**What to work on**: Could you transcribe every record below exactly as it stands?

**Supplied entries**:
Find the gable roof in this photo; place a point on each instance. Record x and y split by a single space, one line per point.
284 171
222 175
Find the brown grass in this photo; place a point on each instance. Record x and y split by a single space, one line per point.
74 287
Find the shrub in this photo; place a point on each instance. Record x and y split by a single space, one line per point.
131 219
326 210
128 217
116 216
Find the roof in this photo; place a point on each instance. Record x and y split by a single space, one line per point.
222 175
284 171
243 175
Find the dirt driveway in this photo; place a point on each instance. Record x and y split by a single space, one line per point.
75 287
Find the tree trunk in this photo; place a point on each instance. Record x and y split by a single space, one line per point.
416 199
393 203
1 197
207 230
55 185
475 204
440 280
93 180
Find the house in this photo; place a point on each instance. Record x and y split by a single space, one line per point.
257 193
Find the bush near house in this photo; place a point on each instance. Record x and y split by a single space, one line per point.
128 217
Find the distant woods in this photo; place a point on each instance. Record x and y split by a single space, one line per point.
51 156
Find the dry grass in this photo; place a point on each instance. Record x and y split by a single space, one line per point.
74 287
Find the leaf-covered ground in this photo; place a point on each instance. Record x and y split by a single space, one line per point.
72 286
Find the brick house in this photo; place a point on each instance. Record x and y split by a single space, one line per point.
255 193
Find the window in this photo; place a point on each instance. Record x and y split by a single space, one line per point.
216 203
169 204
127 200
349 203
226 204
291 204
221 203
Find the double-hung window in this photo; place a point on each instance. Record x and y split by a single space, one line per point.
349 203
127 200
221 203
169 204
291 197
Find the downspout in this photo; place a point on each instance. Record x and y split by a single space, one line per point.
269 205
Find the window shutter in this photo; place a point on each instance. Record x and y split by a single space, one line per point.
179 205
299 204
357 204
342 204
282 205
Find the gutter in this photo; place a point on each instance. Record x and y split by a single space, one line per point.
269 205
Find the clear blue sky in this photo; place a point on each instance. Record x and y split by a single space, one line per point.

**Answer box**:
Find the gable roof in this photo; place a point on each instance. Record x and y split by a single space, one line per point.
284 171
222 175
Find the brown grass in this photo; place a point on each instance. Record x and y split by a single space, one line per point.
74 287
Find the shrub in this photo; place a point on each instance. Record x and y split by a single space, one line per point.
131 219
326 210
128 217
116 216
Find the roof in this photo; place a point on each instance. Record x and y split by a single space, one line per point.
222 175
284 171
243 175
Find the dirt driveway in this photo; place a point on each instance. Record x and y split by a single space, one line per point.
75 287
Find the tree trunk in this photo; place a point on each instance. Record x and y split by a single space, one line per point.
416 199
393 203
1 197
207 230
55 185
475 204
440 280
93 180
Find the house in this photo; place a point on each instance. Record x and y split by a single space, one line per point.
257 193
Find the bush near house in this photo; place a point on each instance. Record x and y split by a single space, one line per point.
128 217
Find the distant woods in this photo; place a point on each instance. Record x and y split by a single space, one line per point.
51 156
Find the dry grass in this photo; place a point on each instance. Record x and y split by a single space, one line per point.
74 287
Find the leaf-covered ground in this photo; place a point on each instance. Record x and y split by a single space, one line per point.
72 286
Find the brick house in this photo; place a point on each instance. Record x and y split by a single space, one line per point.
255 193
Find the window in this photo; place a point on each instance. Record x and y split by a single space, one line per point.
216 203
169 204
127 200
349 203
226 204
291 204
221 203
Find the double-hung window in this photo; place a point on each instance. Record x and y split by a single space, one line per point.
349 203
127 200
221 203
169 204
291 197
Find the downspout in this photo; place a point on each instance. Record x and y split by a single space, one line per point.
269 205
Find the window shutter in this photo; place a point on each instance. Record x and y split by a single space, one line per point.
179 205
299 204
357 204
342 204
282 205
Find the gutter in this photo; place a point on each instance. Record x and y split by a single space, one line per point.
269 205
Find the clear blue sky in this photo; place a point on each instance. Record x and y split by a single space, one line per point.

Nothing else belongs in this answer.